Entries for labeling with bounding boxes:
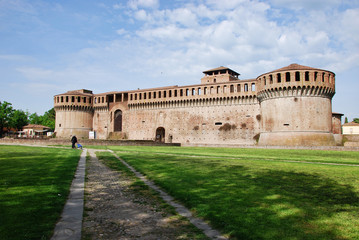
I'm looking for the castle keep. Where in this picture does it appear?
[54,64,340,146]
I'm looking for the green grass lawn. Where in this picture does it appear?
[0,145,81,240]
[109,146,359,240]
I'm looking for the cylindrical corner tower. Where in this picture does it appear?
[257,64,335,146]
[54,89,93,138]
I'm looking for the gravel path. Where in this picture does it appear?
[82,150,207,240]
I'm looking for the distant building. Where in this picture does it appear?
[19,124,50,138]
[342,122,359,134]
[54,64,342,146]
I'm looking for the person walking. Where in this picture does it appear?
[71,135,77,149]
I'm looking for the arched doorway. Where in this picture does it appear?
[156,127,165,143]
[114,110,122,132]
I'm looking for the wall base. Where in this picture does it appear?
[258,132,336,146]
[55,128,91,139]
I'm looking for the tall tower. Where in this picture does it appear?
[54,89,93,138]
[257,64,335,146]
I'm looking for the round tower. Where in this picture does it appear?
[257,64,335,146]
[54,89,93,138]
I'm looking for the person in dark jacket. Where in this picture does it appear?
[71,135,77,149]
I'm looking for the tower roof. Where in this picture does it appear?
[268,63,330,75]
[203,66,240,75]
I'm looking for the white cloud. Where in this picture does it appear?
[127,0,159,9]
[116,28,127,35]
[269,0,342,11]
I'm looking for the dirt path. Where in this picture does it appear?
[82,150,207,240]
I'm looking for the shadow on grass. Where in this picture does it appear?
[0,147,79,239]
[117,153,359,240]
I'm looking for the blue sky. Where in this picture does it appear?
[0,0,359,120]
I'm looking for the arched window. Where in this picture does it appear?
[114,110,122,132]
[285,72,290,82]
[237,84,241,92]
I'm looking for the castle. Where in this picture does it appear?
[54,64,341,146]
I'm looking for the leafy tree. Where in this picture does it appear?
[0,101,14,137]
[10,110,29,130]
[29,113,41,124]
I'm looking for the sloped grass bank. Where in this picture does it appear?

GOAL —
Copy out every line above verbatim, leaving out the picture.

WRITTEN RESPONSE —
I'm looking for the castle keep. Where in this picture does it appear?
[54,64,340,146]
I'm looking for the green grass lawn. Where in this picture does it appear?
[0,145,81,240]
[109,146,359,240]
I'm looking for the cylindrical corner tower. Where in this picture does it appear?
[257,64,335,146]
[54,89,93,138]
I'm looking for the gravel path. Where in this picture does it appear?
[82,150,207,240]
I'm looking for the distant building. Where in this picture does it appear?
[19,124,50,138]
[342,122,359,134]
[54,64,342,146]
I'm looking for the person walking. Where in this picture does it appear?
[71,135,77,149]
I'm looking for the arched doorway. Where in this picture does it appear?
[156,127,165,143]
[114,110,122,132]
I'm looking for the wall base. Where in this picture does it appear?
[258,132,336,146]
[55,128,91,139]
I'm looking for the tall tower. Where in this picture does it appear?
[54,89,93,138]
[257,64,335,146]
I'm looking for the round tower. Where in this picture does it appear?
[257,64,335,146]
[54,89,93,138]
I'm looking for the person in dark jacket. Where in this picture does it appear?
[71,135,77,149]
I'm looking for the tower roof. Where in this picture does it appear?
[268,63,330,75]
[203,66,240,75]
I'm looking for the white cloud. Where in this picture does it appear?
[127,0,159,9]
[116,28,127,35]
[269,0,342,11]
I'm looking for the dirt path. Where in this picture does it appear?
[82,150,207,240]
I'm looking for the shadow on grass. Where in this picture does it appear?
[0,147,79,239]
[117,153,359,240]
I'm looking for the blue sky. Where in this picture does it appear?
[0,0,359,120]
I'm looking for the arched window. Where in this picture does it appear?
[114,110,122,132]
[285,72,290,82]
[237,84,241,92]
I'm looking for the castle. Where in this picture does it appear?
[54,64,341,146]
I'm looking for the leafy tree. Where in this picture does it appear?
[0,101,14,137]
[10,110,29,130]
[29,113,41,124]
I'm looking for the sloped grass bank. Where in this picture does it appear?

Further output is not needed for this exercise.